Natural-language object grounding data:

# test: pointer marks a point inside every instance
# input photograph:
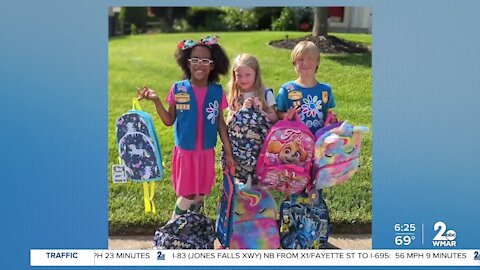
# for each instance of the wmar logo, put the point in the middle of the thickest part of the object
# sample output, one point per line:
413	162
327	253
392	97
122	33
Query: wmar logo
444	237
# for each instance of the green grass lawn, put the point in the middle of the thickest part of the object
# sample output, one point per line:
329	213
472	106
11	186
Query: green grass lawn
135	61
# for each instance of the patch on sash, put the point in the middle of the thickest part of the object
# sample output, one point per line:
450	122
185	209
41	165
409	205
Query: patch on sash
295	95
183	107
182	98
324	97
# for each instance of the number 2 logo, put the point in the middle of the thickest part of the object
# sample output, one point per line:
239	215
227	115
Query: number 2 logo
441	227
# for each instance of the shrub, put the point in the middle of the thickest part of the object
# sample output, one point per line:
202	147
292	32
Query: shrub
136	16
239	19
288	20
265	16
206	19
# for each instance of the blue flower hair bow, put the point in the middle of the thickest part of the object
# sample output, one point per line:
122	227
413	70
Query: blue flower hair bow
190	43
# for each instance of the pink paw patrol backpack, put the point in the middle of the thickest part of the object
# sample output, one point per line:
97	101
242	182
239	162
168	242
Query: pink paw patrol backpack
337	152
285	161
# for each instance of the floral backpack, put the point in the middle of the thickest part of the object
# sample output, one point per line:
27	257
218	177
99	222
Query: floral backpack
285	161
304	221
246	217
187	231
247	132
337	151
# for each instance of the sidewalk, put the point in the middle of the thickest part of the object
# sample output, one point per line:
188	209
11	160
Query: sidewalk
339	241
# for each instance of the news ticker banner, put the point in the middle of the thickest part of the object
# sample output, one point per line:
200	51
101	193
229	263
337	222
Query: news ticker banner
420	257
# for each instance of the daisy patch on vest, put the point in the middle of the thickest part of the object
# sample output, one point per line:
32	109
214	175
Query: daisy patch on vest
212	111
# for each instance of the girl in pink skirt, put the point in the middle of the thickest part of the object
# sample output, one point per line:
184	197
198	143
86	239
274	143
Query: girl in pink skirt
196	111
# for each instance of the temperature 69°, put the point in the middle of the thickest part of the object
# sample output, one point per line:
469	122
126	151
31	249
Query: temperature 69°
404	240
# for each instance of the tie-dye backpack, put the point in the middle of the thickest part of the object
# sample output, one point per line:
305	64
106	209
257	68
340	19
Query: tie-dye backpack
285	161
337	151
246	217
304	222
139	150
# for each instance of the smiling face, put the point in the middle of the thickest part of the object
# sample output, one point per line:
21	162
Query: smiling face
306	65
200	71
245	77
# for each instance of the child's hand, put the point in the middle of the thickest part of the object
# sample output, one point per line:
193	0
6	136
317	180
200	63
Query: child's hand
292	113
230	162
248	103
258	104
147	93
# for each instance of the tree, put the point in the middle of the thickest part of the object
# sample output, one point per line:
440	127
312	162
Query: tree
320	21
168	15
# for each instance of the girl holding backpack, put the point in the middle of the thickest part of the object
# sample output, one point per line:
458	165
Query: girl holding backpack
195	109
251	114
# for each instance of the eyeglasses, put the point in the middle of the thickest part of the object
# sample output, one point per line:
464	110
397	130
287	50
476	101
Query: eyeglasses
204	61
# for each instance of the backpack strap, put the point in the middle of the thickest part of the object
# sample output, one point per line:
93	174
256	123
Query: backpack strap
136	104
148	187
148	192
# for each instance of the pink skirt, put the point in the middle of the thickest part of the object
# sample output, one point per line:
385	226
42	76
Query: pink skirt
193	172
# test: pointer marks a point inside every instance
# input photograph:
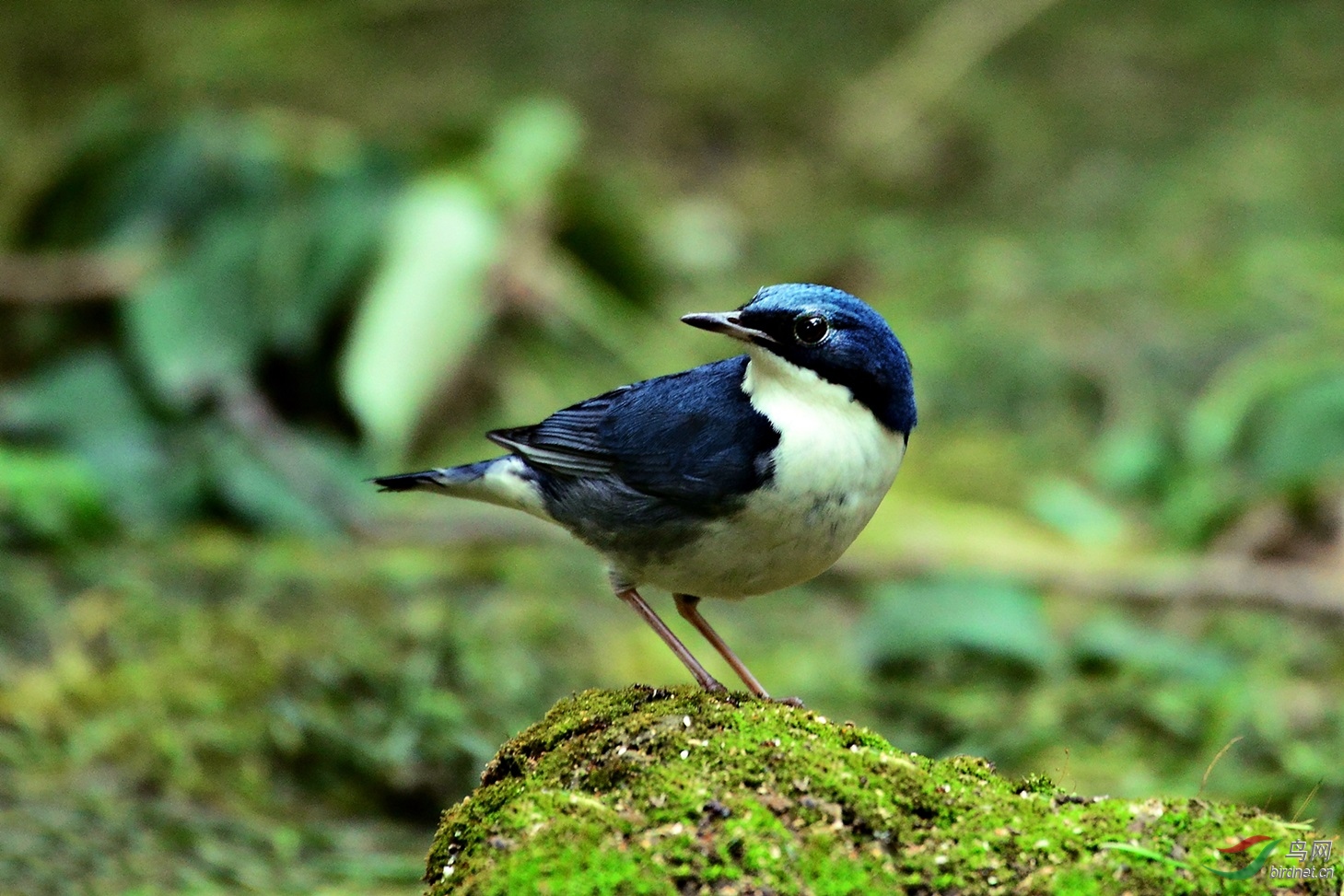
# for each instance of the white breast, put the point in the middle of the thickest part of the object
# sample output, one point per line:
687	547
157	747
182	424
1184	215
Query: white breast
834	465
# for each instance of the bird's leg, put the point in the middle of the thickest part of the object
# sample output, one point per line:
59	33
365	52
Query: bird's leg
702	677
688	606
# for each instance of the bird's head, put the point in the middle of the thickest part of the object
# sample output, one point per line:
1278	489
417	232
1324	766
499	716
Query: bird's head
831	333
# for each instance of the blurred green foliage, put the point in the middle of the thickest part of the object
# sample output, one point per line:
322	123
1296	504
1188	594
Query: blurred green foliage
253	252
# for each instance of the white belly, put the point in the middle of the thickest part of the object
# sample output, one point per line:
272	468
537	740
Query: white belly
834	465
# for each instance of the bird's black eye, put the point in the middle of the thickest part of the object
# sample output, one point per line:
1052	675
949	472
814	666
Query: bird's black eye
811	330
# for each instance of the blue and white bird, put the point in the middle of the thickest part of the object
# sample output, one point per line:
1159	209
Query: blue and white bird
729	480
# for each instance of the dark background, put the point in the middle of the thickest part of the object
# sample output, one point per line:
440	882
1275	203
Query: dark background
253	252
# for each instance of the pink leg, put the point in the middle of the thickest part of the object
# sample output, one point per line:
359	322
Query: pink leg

### Assignment:
In the copy, each entry above must match exactly, and no picture may be carried over.

### Completed exercise:
# test: pointer marks a point inside every instance
# input photograph:
# for each instance of the wmar logo, put the point in the middle of the thickest part of the object
# sample output, one point per line:
413	162
327	253
392	97
122	33
Query: wmar logo
444	237
# for each instance of the green grass lawn, put the point in the middle of the thickest part of the object
# sample output, one point per line:
329	213
472	106
11	186
Query: green grass lawn
135	61
# for each instance of the patch on sash, put the point in the middle of the thickest part of the object
# sample output, one point per line:
450	122
185	209
41	165
409	205
Query: patch on sash
295	95
183	107
182	98
324	97
# for each instance of the number 2 logo, put the point in the middle of the thickest part of the object
# sample output, one point per line:
239	215
227	115
Query: number 2 logo
441	227
# for each instance of the shrub, put the point in the middle of the thickest part of the object
# sample output, one point per line:
202	147
292	32
Query: shrub
136	16
239	19
288	20
265	16
206	19
# for each instance of the blue flower hair bow, put the point in the middle of the thickest part of the object
# sample output, one point per line:
122	227
413	70
Query: blue flower hair bow
190	43
# for each instance of the pink paw patrol backpack, put the point in the middle of the thickest part of the object
# sample output, one point per line:
97	101
242	182
239	162
168	242
Query: pink paw patrol backpack
337	152
285	161
# for each instance of the floral backpack, put the point in the middle of the thickest part of the object
# sample output, one point per line:
27	257
218	177
99	222
Query: floral backpack
285	161
304	221
246	217
187	231
247	132
337	151
# for each instance of the sidewalk, put the point in the middle of the thickest part of the object
# sample output, one point per line:
188	209
11	160
Query: sidewalk
339	241
# for each instance of the news ticker banner, put the point in the middle of the thickest part of the object
# sample output, one point per line:
200	51
101	193
229	263
337	222
Query: news ticker banner
420	257
# for each instance of the daisy patch on vest, put the point in the middle of the thickest part of the object
# sample output, one point per line:
32	109
214	175
Query: daisy patch on vest
212	111
# for each instance of the girl in pink skirt, put the point in the middle of the thickest part of the object
# sample output, one point per line:
184	197
198	143
86	239
274	143
Query: girl in pink skirt
196	111
# for each instance of the temperature 69°, put the point in the middle of the thickest part of the object
# sample output, one point per line:
469	122
126	151
31	249
Query: temperature 69°
404	240
# for each instance of the tie-dye backpack, put the point in the middle of the thickest part of the object
# sample output, one point per line:
305	64
106	209
257	68
340	19
Query: tie-dye backpack
285	161
337	151
246	217
304	222
139	150
# for each instance of the smiling face, put the point in the middle of the thickest part of the object
# sample output, one point per line:
21	162
Query: smiling face
306	65
200	71
245	77
# for each instance of the child's hand, put the point in the middle of the thickest part of the object
# sample output, one point per line:
193	0
6	136
317	180
200	63
Query: child's hand
292	113
230	162
248	103
258	104
147	93
# for each instance of the tree, put the point in the middle of the thickest part of the object
# sample output, one point per line:
440	127
312	162
Query: tree
320	21
168	15
# for each instance of the girl holding backpack, put the point in the middle of the thickest part of the object
# sample output, one point per line:
458	165
Query: girl holding backpack
195	109
251	114
# for each instance of the eyeglasses, put the point in the middle of the thickest part of the object
# sample output, one point per line:
464	110
397	130
287	50
476	101
Query: eyeglasses
204	61
# for each instance of the backpack strap, put the point in the middle of the thickest part of the object
# sample output, one point per line:
93	174
256	123
Query: backpack strap
136	104
148	187
148	192
# for each instance of the pink skirt, put the point in the middle of the thickest part of the object
# sample output, one point per line:
385	226
42	76
Query: pink skirt
193	172
# test: pointer marks a point inside every instance
# input photograph:
# for each instance of the white breast, put the point in the middle of the thickest part of the object
# sample output, one point per line:
687	547
157	747
182	424
1184	215
Query: white breast
834	465
# for each instance of the bird's leg, put the point in the middle of the thickest part of the object
# sample output, one point per line:
59	33
365	52
Query: bird's leg
702	677
688	606
# for each instance of the bird's head, put the point in the middle of the thickest part of the object
# sample output, one point per line:
1278	489
417	232
1324	766
499	716
Query: bird's head
831	333
# for each instance of the blurred green foliage, put the point in the middle of the thickest part of the object
# sample output, one point per line:
322	123
1296	504
1188	594
Query: blurred green foliage
253	252
# for each instance of the white belly, put the point in the middle of the thickest part of the object
# sample output, one point per line:
272	468
537	740
Query: white belly
834	465
# for each instance of the bird's black eye, put the point in the middle of the thickest part of the object
# sample output, one point per line:
1052	675
949	472
814	666
Query: bird's black eye
811	330
# for each instance of the blue and white bird, put the point in the middle of the thickest part of the object
# sample output, one point per line:
1159	209
Query: blue and white bird
729	480
# for each instance of the dark background, put the point in the middle of the thickest part of the object
# sample output, one point per line:
440	882
1275	203
Query: dark background
253	252
# for each instance of the pink leg, put the point in the middle of the thickest part of the object
# sample output, one point per line:
359	322
Query: pink leg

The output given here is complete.